Natural language region descriptions

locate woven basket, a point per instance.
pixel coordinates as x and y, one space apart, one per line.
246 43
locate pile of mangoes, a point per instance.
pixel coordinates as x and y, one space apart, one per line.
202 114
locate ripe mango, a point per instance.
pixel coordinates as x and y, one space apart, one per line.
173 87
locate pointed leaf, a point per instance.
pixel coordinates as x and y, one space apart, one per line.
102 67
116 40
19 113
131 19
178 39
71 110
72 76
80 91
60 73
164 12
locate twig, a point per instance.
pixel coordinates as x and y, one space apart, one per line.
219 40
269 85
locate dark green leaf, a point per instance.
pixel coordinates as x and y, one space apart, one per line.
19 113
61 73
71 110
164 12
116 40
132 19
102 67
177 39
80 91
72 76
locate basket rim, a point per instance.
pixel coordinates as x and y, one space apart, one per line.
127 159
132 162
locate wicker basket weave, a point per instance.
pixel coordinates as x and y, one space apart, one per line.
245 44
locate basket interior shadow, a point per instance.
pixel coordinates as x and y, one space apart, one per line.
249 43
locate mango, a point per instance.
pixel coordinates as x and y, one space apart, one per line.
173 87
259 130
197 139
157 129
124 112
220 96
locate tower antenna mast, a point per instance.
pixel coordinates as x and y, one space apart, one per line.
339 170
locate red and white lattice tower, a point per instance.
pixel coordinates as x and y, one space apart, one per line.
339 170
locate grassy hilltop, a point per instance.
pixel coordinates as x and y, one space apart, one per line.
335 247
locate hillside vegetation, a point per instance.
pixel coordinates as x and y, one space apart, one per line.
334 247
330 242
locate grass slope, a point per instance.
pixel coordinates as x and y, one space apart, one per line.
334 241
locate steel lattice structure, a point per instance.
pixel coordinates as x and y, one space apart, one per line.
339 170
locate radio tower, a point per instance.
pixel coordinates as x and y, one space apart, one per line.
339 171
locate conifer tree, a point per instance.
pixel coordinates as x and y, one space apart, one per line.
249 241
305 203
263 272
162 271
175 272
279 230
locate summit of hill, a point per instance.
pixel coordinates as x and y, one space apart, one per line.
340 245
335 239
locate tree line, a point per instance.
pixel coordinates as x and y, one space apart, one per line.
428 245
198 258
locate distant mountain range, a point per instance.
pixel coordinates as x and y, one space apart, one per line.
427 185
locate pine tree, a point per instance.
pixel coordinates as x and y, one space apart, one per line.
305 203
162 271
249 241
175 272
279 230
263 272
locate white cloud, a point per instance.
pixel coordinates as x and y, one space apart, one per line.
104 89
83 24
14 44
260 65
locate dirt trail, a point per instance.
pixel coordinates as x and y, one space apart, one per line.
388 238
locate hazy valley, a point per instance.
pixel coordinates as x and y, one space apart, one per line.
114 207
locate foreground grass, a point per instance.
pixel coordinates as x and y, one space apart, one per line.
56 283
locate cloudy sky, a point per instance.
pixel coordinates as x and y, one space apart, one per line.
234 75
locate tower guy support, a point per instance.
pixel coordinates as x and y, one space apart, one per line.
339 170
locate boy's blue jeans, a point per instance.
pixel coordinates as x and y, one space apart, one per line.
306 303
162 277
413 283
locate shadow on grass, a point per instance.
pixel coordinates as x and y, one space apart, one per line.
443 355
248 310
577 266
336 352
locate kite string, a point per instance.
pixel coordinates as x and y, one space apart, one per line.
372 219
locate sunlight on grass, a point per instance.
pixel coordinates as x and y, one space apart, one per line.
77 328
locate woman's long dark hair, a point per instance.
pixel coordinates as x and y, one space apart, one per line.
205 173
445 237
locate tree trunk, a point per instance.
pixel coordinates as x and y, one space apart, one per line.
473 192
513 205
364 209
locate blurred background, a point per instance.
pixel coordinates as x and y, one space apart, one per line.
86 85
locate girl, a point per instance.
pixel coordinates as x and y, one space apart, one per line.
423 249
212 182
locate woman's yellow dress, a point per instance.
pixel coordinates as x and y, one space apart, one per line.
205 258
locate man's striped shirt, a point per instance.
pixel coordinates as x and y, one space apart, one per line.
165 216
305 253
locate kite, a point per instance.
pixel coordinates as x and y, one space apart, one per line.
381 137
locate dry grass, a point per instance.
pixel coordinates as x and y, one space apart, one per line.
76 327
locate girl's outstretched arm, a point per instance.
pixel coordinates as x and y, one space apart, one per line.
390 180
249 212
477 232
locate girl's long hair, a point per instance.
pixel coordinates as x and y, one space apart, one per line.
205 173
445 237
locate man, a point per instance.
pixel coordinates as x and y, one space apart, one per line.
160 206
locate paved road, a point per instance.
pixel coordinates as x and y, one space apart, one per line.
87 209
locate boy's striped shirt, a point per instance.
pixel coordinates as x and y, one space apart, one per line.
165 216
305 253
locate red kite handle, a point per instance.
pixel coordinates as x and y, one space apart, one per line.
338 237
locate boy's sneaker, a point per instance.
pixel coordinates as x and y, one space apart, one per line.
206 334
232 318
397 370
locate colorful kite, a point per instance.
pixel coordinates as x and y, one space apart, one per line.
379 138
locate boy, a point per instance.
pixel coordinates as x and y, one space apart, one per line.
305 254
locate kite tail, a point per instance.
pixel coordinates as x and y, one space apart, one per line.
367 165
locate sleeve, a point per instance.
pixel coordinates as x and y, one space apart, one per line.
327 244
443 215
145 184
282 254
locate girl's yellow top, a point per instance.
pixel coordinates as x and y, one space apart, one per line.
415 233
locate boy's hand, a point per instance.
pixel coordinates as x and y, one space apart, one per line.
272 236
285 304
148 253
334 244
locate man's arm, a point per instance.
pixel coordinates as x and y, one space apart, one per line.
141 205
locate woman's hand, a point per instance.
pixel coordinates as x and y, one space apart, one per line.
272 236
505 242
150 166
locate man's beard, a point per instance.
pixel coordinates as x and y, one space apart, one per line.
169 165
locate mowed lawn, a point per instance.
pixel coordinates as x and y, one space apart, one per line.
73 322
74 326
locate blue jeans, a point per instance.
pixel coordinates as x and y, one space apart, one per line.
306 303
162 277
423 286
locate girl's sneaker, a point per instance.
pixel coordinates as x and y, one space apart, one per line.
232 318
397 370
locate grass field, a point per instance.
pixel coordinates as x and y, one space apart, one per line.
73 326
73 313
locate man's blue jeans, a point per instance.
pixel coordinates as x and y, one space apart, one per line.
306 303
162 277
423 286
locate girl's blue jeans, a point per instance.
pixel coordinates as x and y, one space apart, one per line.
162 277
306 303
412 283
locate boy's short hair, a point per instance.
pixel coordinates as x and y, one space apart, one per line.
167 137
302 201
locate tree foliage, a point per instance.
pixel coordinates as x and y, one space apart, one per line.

EXERCISE REQUIREMENTS
The answer should be exactly the lines from the one that contains "locate man's arm, a point per instance." through the end of the entries, both ends included, and nothing besides.

SOLUTION FOR THIS TASK
locate man's arm, a point per instance.
pixel coordinates as x and y, one space apart, one per line.
141 205
locate woman's hand, a point per instance.
pixel coordinates as x and y, one space apart, one per line.
272 236
505 242
150 166
locate man's beard, a point per instance.
pixel coordinates as x and y, one space apart, one per line.
169 165
locate mowed lawn, a point per instance.
pixel coordinates as x and y, one space apart, one per line.
73 322
74 326
locate blue jeans, a point per instance.
pixel coordinates as x and y, one space apart, one per line.
306 303
162 277
423 286
locate girl's sneaker, a point per instance.
pixel coordinates as x and y, one space apart, one per line.
232 318
397 370
locate grass field, a point per instance.
pixel coordinates as x and y, one space apart, one per line.
73 326
73 313
locate man's blue jeans, a point per instance.
pixel coordinates as x and y, one space apart, one per line.
306 303
162 277
423 286
locate girl's blue jeans, a point per instance.
pixel coordinates as x and y, one space apart, one per line.
162 277
306 303
412 283
locate boy's short hair, a point per instance.
pixel coordinates as x and y, one space apart, one per line.
167 137
302 201
locate tree foliage, a point per instance.
pixel coordinates as x and y, one space apart, one per line.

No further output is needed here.